# Forum Home Renovation Pools, Spa & Water Features  Dynah bolts for Pool Fencing

## yhenig

Hi. I'm about to install a new Aluminum fence around my pool. The Aluminum poles are powder coated but I was wondering what readers think of the type of bolts I should use: Stainless or Galvanised? (yes, it's going on top of concrete slab). Thanks in advance.

----------


## cherub65

Stainless steel studs chem set in concrete, (buy length  booker rod and cut to lenght)

----------


## yhenig

Thanks Sherub. My main concern is the posible reaction between the aluminum and the bolt. Will the Chem Set provide the protectio between the two?

----------


## cherub65

Are you close to coastal position, as two different metals are more likely to react in that position 
From memory 400 series stainless should be alright. I see if i can chase the answer for you, But for a domestic application dont think it would be a major problem.

----------


## yhenig

Yes. We are about 200-250 metres from the beach. I ended up buying the SS bolts but it was interesting to note that there was no agreement among the several fencing contractores I rang to ask same question. They did agreed however that normal bolts is definetly a no go but some suggested that Gal would be sufficient. Thanks for your help.

----------


## ScroozAdmin

just to clarify this, galvanic (or bimetallic) corrosion between aluminium and stainless steel is high risk *on paper* as ally is a lot less noble than stainless, the metals have to be in 'electrical contact' to start corroding so just add a nice conductive liquid between the 2 surfaces such as salt water and bingo you've got a corrosion cell. 
The fact in reality with these 2 metals is that ally and stainless often need a pretty big contact area to generate enough energy to begin this corroding and so generally the head of a bolt doesn't prove a problem, also bear in mind the metals need to be  
1. in bare contact (so the powder coat will break this) to start this process 
2. wet. 
The industry standard method for avoidance of any galvanic issues is to seperate the metals with an insulator such as a nylon or rubber washer or if possible just don't mix metals, in your situation I'm sure they'll be fine, if you notice anything just undo slightly and squirt some silicone sealant between the 2 metals to break the contact and tighten em up again.  :2thumbsup:

----------

## Directive A
List every username that appears as a poster in the forum thread, each name given once.
## Directive B
Edit the forum thread from the words "# Forum Home" through the words "Thanks in advance.", writing "Aluminium" wherever "Aluminum" occurs.
The items have no connection to the forum thread.

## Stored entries
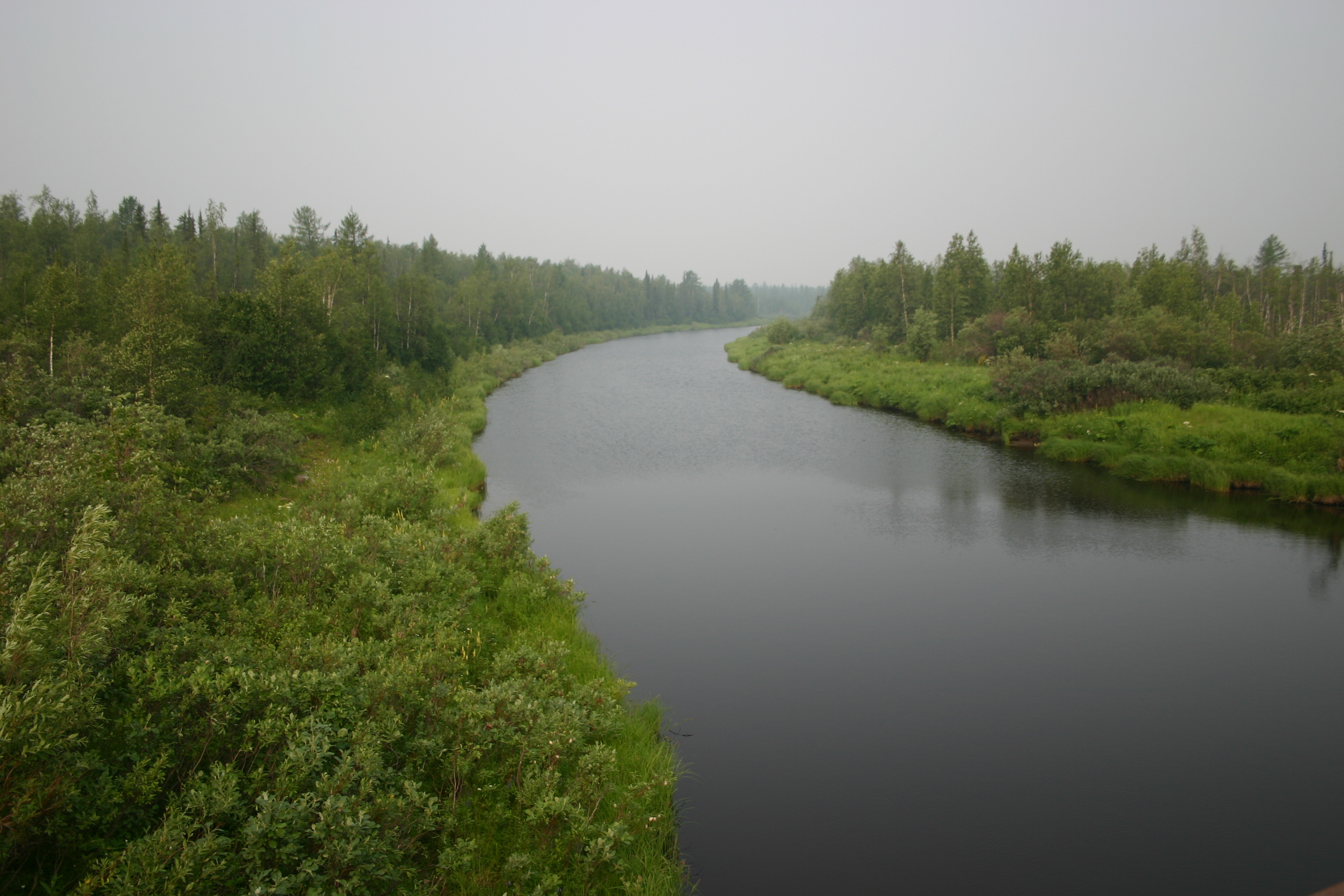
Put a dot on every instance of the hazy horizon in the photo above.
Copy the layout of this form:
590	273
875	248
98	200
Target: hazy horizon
761	141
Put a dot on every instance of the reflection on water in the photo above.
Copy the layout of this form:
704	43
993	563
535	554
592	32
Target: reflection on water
913	662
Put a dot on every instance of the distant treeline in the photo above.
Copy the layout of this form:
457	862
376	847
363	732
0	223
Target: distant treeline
159	304
791	301
1183	307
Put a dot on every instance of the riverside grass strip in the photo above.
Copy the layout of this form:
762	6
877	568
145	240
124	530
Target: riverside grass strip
1221	448
347	684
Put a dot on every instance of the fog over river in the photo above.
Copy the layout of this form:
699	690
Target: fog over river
909	662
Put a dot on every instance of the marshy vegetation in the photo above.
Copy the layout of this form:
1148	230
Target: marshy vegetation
1167	370
256	639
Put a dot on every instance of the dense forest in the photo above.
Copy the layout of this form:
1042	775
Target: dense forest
1170	368
146	296
255	639
1186	307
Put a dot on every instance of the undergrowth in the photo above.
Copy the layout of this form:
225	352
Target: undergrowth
339	682
1250	445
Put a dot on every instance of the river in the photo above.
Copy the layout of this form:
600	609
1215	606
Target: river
901	660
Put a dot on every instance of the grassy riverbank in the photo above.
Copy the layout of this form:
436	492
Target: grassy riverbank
1295	457
338	680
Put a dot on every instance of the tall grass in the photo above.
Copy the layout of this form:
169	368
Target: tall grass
1221	448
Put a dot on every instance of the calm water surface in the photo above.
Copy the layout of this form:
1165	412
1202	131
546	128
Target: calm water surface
909	662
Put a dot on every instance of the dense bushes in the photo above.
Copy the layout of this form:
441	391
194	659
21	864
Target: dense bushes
1144	421
1049	387
342	686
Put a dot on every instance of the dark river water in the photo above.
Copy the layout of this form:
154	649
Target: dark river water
908	662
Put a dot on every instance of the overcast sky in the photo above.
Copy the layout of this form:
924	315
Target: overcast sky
770	141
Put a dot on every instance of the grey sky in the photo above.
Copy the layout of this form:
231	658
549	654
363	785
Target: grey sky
763	140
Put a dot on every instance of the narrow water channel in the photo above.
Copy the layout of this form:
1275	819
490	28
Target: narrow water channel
906	662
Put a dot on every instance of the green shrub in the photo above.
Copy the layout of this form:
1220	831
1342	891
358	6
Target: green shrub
1047	387
781	331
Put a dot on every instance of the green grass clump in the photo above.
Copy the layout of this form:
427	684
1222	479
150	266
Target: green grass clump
858	375
1221	448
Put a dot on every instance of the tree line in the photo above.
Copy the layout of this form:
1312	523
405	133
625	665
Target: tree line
164	305
1183	307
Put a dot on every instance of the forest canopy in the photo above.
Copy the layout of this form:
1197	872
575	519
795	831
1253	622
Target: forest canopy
1184	308
164	305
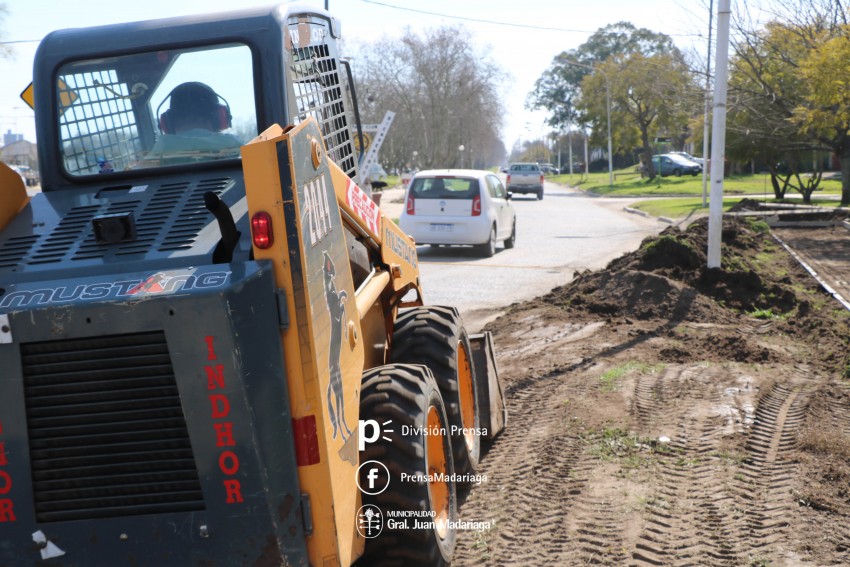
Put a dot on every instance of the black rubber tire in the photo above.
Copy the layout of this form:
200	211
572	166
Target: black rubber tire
488	249
431	336
511	240
404	394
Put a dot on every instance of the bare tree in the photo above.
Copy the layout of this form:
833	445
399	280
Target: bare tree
445	94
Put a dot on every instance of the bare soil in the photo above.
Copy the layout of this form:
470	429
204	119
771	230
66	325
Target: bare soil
661	413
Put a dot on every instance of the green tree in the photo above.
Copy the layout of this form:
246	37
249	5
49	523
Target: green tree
445	93
650	95
559	87
789	75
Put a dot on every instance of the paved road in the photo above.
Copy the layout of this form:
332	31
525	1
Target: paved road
566	232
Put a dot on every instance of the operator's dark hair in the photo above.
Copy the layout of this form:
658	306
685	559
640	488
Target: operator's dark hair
194	102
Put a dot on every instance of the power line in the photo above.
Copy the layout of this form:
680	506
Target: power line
509	24
493	22
20	41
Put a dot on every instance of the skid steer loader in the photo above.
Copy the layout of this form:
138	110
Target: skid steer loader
213	345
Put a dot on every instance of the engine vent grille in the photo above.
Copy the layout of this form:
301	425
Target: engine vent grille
107	432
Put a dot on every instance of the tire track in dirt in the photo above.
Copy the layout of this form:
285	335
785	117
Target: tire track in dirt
765	479
686	519
531	465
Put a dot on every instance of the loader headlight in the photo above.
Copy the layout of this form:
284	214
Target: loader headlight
261	230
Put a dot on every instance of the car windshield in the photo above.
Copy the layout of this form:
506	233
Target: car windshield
444	188
156	108
681	160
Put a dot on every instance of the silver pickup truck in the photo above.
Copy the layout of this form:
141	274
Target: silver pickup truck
525	178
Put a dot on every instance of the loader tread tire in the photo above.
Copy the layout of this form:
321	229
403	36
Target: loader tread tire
405	395
433	336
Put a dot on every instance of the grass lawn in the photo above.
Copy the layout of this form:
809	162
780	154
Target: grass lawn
682	207
629	183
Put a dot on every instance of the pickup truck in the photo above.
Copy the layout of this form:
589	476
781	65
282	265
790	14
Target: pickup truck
525	178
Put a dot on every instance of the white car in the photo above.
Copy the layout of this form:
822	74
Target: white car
459	206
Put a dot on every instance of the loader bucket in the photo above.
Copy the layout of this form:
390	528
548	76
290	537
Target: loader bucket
491	400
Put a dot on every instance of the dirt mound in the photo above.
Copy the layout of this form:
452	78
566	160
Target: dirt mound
669	414
631	293
667	278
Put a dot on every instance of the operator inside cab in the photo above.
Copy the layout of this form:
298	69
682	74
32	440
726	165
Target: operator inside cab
194	122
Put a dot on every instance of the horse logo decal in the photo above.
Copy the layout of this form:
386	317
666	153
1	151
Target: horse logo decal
336	310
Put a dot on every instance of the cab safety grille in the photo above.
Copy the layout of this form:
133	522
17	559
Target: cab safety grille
107	432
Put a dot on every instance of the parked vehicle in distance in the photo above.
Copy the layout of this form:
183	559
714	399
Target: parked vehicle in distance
525	178
686	155
459	207
578	167
672	164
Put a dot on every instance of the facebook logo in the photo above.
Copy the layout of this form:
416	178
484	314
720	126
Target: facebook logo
373	477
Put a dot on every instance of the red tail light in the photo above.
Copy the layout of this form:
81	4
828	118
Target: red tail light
261	230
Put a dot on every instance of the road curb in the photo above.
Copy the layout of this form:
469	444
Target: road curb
636	211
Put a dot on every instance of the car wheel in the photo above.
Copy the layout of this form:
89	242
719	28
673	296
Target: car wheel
511	240
488	248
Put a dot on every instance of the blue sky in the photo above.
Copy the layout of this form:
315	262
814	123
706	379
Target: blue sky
523	50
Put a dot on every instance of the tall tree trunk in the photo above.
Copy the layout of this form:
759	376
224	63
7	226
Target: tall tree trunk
647	155
844	159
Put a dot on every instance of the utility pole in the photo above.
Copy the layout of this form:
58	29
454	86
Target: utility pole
718	138
705	118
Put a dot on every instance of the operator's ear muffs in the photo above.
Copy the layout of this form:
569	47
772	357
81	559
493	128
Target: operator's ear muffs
198	99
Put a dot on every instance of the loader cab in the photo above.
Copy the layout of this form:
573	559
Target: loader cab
135	101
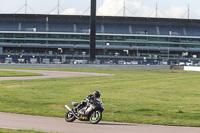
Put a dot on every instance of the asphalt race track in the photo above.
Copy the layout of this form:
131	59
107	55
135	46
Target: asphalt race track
53	124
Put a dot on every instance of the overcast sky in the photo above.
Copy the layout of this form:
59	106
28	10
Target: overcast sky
139	8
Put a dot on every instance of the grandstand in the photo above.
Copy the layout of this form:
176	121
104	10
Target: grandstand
66	37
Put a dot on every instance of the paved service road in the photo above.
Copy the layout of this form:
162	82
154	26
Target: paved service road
52	124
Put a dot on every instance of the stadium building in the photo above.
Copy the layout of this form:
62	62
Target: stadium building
65	38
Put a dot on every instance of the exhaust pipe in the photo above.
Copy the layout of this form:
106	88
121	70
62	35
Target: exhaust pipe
66	106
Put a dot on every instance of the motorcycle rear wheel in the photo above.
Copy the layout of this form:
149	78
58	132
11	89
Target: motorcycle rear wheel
97	119
69	117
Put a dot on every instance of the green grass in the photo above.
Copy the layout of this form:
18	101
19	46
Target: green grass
14	74
2	130
136	96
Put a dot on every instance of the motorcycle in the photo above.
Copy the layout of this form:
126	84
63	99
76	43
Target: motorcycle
91	112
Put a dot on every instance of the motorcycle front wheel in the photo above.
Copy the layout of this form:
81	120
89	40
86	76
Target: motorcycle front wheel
69	117
94	119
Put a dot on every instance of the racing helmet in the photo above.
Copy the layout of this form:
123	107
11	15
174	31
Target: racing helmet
97	93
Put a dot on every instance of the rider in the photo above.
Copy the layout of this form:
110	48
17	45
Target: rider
90	98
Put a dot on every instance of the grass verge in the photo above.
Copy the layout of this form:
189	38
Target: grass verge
135	96
2	130
17	74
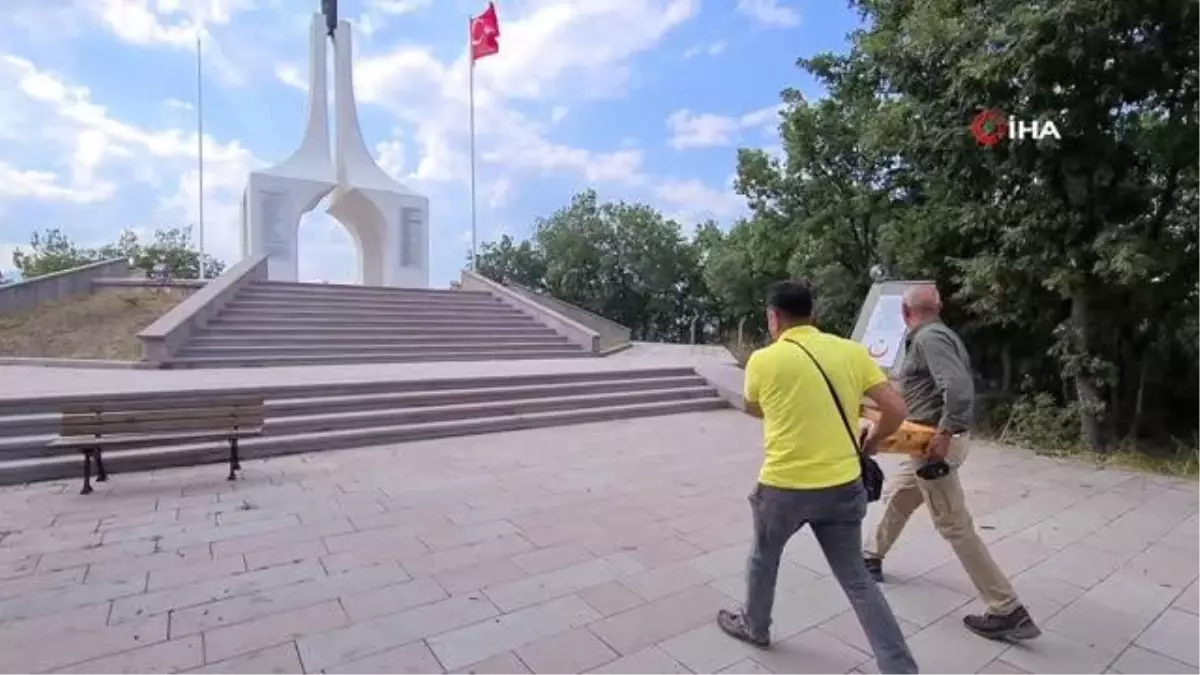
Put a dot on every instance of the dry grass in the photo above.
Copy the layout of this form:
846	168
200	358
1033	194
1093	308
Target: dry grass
103	326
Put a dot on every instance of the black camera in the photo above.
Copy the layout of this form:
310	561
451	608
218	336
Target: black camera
934	470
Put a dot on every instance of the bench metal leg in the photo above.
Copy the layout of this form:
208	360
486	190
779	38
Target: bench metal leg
87	473
101	475
234	465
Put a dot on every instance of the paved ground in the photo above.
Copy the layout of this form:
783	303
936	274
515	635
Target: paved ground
601	549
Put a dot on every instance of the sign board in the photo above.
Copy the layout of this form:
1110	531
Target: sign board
880	326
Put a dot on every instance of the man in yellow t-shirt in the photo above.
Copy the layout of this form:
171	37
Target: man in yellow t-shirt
811	472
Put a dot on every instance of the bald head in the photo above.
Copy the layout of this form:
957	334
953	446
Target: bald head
922	303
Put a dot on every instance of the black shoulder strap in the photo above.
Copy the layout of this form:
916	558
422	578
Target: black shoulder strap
837	401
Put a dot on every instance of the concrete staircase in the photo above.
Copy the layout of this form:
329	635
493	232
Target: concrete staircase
322	416
274	323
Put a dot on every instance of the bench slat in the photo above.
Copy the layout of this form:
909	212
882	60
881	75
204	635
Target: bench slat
159	414
215	424
165	404
144	440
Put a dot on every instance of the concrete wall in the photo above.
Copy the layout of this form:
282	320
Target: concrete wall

## Task answer A
yhenig
cherub65
ScroozAdmin

## Task answer B
# Forum Home Renovation Pools, Spa & Water Features  Dynah bolts for Pool Fencing

## yhenig

Hi. I'm about to install a new Aluminium fence around my pool. The Aluminium poles are powder coated but I was wondering what readers think of the type of bolts I should use: Stainless or Galvanised? (yes, it's going on top of concrete slab). Thanks in advance.